# Exercise instructions
Rewrite only the lines between the one holding "rough mask: <svg" and the one holding "positive clicks: (110, 29)", inclusive, swapping "rough" for "coarse" and leaving everything else unchanged.

# Listed entries
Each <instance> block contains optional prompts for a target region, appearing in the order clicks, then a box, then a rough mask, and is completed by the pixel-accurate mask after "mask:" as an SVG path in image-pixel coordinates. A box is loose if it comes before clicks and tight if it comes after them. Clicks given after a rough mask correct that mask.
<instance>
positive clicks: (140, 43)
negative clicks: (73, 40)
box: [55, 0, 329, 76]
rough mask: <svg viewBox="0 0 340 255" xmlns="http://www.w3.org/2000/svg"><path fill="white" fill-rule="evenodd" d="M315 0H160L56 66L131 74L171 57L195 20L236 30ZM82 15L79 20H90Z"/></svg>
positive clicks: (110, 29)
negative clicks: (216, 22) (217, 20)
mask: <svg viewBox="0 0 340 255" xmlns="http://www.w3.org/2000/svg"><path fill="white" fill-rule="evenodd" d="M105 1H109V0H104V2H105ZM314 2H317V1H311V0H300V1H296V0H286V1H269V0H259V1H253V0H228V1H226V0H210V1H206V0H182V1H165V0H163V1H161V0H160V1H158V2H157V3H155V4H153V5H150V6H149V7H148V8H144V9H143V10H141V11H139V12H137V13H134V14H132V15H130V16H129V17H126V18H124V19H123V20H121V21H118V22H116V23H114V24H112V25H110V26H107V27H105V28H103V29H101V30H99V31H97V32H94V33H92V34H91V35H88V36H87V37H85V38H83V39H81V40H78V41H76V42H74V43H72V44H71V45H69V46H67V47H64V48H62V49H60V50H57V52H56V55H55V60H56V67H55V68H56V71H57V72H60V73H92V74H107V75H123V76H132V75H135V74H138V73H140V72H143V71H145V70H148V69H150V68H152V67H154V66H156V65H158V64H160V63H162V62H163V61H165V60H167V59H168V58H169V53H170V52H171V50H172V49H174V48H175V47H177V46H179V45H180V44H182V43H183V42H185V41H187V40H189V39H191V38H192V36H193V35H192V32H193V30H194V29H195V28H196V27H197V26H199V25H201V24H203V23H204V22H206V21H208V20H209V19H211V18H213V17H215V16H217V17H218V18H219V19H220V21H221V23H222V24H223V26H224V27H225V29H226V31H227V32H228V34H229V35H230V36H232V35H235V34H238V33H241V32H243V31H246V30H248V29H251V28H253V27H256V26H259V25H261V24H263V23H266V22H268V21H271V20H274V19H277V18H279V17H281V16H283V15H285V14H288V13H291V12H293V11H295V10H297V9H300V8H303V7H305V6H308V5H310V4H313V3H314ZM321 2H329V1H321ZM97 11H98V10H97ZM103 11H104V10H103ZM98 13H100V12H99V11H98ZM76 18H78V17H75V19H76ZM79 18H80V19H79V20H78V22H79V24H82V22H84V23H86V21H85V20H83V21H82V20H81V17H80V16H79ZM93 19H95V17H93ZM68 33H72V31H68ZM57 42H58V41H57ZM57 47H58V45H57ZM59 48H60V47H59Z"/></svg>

# Response to the task
coarse mask: <svg viewBox="0 0 340 255" xmlns="http://www.w3.org/2000/svg"><path fill="white" fill-rule="evenodd" d="M315 0H160L56 66L131 74L171 57L195 20L236 30ZM82 15L79 20H90Z"/></svg>
positive clicks: (110, 29)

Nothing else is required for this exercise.